TEXTABSCHNITT:
• • •

Die Kosten von Neid berechnen sich nun aus zwei Beträgen: Zum einem aus dem Betrag, den die Diskriminierten eingesetzt hatten, um den Bonus der Privilegierten zu reduzieren. Zum andern aber auch aus dem entsprechenden Betrag, der den Privilegierten abgezogen wurde. Somit standen diese zwei Geldbeträge der Kundschaft nicht mehr zur Verfügung. In unserem Experiment machte dieses insgesamt ein Siebtel des gesamten zur Verfügung stehenden Geldvolumens nach dem Gewinnspiel aus. Mit anderen Worten: Neid kann erhebliche Schäden in einer Kundschaft anrichten.

• • •

(Datensätze zur Positionsbestimmung)
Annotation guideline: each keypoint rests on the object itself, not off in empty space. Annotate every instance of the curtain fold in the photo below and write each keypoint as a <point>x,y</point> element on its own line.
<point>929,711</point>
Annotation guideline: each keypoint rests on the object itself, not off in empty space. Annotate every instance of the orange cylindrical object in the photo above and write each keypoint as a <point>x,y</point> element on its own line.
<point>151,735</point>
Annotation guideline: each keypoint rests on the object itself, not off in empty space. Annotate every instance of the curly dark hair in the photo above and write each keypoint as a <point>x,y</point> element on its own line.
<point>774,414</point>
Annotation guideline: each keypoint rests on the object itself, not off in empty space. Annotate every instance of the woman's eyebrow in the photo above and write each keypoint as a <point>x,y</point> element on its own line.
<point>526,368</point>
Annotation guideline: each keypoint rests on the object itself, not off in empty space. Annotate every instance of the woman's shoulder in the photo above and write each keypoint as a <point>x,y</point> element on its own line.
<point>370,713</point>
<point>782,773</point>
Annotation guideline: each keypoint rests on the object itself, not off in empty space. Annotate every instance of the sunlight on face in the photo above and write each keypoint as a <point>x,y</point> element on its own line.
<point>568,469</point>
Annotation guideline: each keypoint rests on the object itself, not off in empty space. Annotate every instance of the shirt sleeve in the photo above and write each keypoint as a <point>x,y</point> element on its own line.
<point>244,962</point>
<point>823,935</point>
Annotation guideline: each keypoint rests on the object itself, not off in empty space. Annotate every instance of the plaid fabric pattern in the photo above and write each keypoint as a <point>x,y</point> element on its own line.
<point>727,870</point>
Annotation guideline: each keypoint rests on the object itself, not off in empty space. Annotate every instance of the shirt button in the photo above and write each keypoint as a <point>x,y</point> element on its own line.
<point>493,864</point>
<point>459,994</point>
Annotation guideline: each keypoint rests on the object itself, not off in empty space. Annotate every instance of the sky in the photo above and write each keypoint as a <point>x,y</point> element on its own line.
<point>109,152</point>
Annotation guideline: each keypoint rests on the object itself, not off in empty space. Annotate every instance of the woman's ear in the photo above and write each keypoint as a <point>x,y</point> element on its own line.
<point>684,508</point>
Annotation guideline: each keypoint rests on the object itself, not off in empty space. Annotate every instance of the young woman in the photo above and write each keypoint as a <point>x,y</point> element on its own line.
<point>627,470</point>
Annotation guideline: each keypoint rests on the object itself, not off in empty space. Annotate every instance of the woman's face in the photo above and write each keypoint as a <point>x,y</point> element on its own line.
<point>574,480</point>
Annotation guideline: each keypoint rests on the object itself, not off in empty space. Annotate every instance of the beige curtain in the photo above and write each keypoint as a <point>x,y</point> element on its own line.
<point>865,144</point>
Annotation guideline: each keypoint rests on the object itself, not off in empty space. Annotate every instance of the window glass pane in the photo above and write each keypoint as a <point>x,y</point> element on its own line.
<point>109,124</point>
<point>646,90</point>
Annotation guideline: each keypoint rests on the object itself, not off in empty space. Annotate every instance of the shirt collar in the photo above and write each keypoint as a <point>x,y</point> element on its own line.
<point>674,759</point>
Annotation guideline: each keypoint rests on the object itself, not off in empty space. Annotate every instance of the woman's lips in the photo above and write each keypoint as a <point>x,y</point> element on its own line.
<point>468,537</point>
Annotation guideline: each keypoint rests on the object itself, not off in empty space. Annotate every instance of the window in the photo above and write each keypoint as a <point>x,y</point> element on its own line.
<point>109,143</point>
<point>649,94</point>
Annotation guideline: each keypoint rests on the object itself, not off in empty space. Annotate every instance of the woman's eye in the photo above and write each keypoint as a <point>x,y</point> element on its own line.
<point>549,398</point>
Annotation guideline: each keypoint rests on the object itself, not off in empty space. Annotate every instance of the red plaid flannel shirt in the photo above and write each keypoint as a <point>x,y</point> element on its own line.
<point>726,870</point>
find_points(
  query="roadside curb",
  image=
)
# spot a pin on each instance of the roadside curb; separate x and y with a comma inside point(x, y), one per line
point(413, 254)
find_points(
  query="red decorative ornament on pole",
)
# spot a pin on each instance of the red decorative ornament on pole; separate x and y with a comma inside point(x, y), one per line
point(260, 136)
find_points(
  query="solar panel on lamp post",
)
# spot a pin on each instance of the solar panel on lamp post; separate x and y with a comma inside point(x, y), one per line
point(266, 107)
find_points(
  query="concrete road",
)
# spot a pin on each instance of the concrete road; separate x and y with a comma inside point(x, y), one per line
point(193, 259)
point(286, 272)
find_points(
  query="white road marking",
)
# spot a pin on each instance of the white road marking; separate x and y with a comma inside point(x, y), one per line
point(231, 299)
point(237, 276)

• • •

AUFGABENLISTE:
1. Zitiere aus dem Textabschnitt wörtlich die Stelle, die mit "Die Kosten von" beginnt und bis einschließlich "einer Kundschaft anrichten." reicht.
2. Welchen Anteil am gesamten Geldvolumen, das nach dem Gewinnspiel zur Verfügung stand, machten die beiden Beträge laut dem Textabschnitt im Experiment aus?
Die Auflistung ist eigenständiges Material und gehört nicht zum Textabschnitt.

SCHRIFTLICHE ANTWORTEN:
1.
Die Kosten von Neid berechnen sich nun aus zwei Beträgen: Zum einem aus dem Betrag, den die Diskriminierten eingesetzt hatten, um den Bonus der Privilegierten zu reduzieren. Zum andern aber auch aus dem entsprechenden Betrag, der den Privilegierten abgezogen wurde. Somit standen diese zwei Geldbeträge der Kundschaft nicht mehr zur Verfügung. In unserem Experiment machte dieses insgesamt ein Siebtel des gesamten zur Verfügung stehenden Geldvolumens nach dem Gewinnspiel aus. Mit anderen Worten: Neid kann erhebliche Schäden in einer Kundschaft anrichten.

2. Insgesamt ein Siebtel.